**What to work on**
Format all the entries below as a JSON list of strings, with one string for each line and no blank lines. Leave the pictures out.
start Materials provided
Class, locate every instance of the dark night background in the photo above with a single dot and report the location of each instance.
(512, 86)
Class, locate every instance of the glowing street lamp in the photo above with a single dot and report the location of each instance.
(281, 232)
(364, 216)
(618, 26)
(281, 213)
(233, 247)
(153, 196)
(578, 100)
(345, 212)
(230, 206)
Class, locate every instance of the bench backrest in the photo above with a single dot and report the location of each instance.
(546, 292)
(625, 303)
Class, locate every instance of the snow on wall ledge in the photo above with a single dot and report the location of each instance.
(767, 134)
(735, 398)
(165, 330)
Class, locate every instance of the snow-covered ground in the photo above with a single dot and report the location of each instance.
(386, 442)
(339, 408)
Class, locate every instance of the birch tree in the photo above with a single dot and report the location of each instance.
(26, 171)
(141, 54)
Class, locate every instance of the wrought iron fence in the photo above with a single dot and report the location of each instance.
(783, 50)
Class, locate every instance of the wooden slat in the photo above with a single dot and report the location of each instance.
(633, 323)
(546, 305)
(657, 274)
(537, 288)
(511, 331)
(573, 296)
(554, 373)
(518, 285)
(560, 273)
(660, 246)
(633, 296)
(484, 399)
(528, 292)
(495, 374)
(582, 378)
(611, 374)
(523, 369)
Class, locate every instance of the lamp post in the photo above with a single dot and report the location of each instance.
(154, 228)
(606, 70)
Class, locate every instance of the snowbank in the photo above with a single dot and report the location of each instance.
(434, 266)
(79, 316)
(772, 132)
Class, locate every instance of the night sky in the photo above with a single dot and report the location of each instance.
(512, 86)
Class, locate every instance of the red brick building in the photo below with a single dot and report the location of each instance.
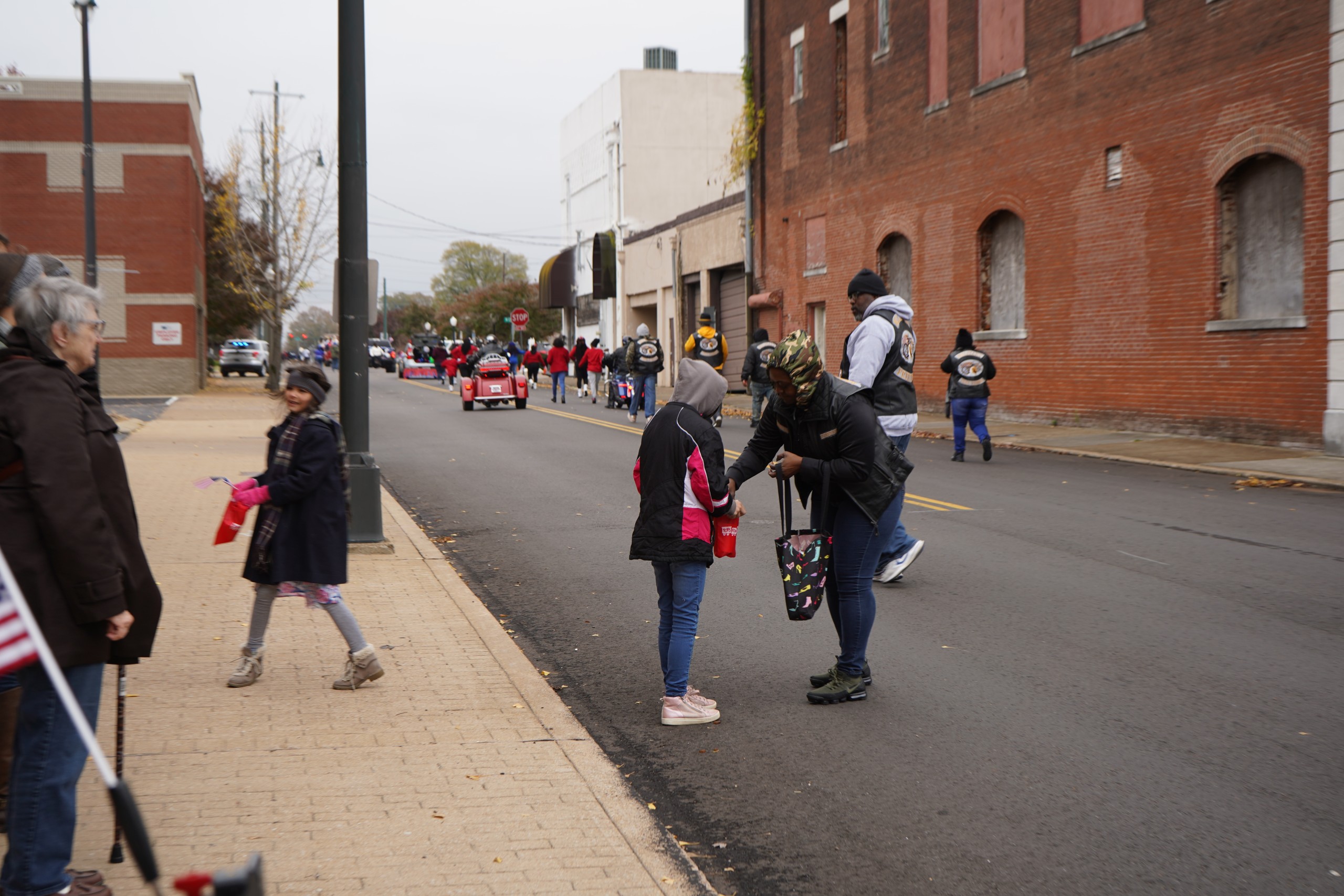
(1124, 198)
(150, 213)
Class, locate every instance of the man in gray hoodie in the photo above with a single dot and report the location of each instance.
(881, 355)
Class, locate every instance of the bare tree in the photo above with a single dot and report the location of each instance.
(289, 191)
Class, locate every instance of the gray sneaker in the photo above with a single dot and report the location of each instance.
(248, 669)
(361, 667)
end Materials provided
**Exercise response**
[
  "Class, locate every instance of the dark night background in the photo above with a single dot and report the location of each instance.",
  "(512, 86)",
  "Class, locate every instance of the glowing street lamp in the photo above with a single dot and report the location of each instance.",
  "(281, 232)",
  "(364, 216)",
  "(618, 26)",
  "(281, 213)",
  "(233, 247)",
  "(153, 196)",
  "(578, 100)",
  "(345, 212)",
  "(230, 206)",
  "Class, locate every instance of the bench backrest in the photo above with a single dot and report the location of each instance.",
  "(546, 292)",
  "(625, 303)",
  "Class, locate every instance of the snow on wall ledge in the photo above with a single dot and report the location of each instance.",
  "(767, 134)",
  "(735, 398)",
  "(165, 330)",
  "Class, locate every instance of the snow-covered ground in the photo above with a single dot and report the location of each instance.",
  "(386, 442)",
  "(339, 408)",
  "Class, locate every instance of the birch tree in the photo above with a single dot and report the location of each instance.",
  "(26, 171)",
  "(141, 54)",
  "Class, locate every instance of the wrought iron fence in the photo above with a single dot and report the location of each instance.",
  "(783, 50)",
  "Class, locate every instance of the wooden slat in the photo above with a single dot and report the location of each instance.",
  "(633, 323)",
  "(546, 305)",
  "(657, 274)",
  "(537, 288)",
  "(511, 331)",
  "(573, 296)",
  "(554, 373)",
  "(518, 285)",
  "(560, 273)",
  "(660, 246)",
  "(633, 296)",
  "(484, 399)",
  "(528, 292)",
  "(495, 374)",
  "(582, 378)",
  "(611, 374)",
  "(523, 369)",
  "Class, locate every instance of the lamp post in the photo above with a single dot and report the location of each instance.",
  "(154, 228)",
  "(606, 70)",
  "Class, locate every instance of the snowbank in the photo above with a single dot and report the location of each instance.",
  "(434, 266)",
  "(79, 316)",
  "(772, 132)",
  "Class, locate every instance of the night sky in the photo above with a single dot and report the location of each instance.",
  "(512, 86)",
  "Class, locate every instance of the red brick building in the photo below with a single dot and report the location of each instance.",
  "(1124, 198)",
  "(150, 213)",
  "Class, locate every instance of the man in gray hoodie in the photo above with a single dot and report the location of each instance.",
  "(881, 355)",
  "Class, locate every instance of the bare tree in the photo above with a single dot and report the location of each instance.",
  "(289, 191)",
  "Class, locate every instance of the gray sneaker in the photo above with a single dot and report the location of each instance.",
  "(248, 669)",
  "(361, 667)"
]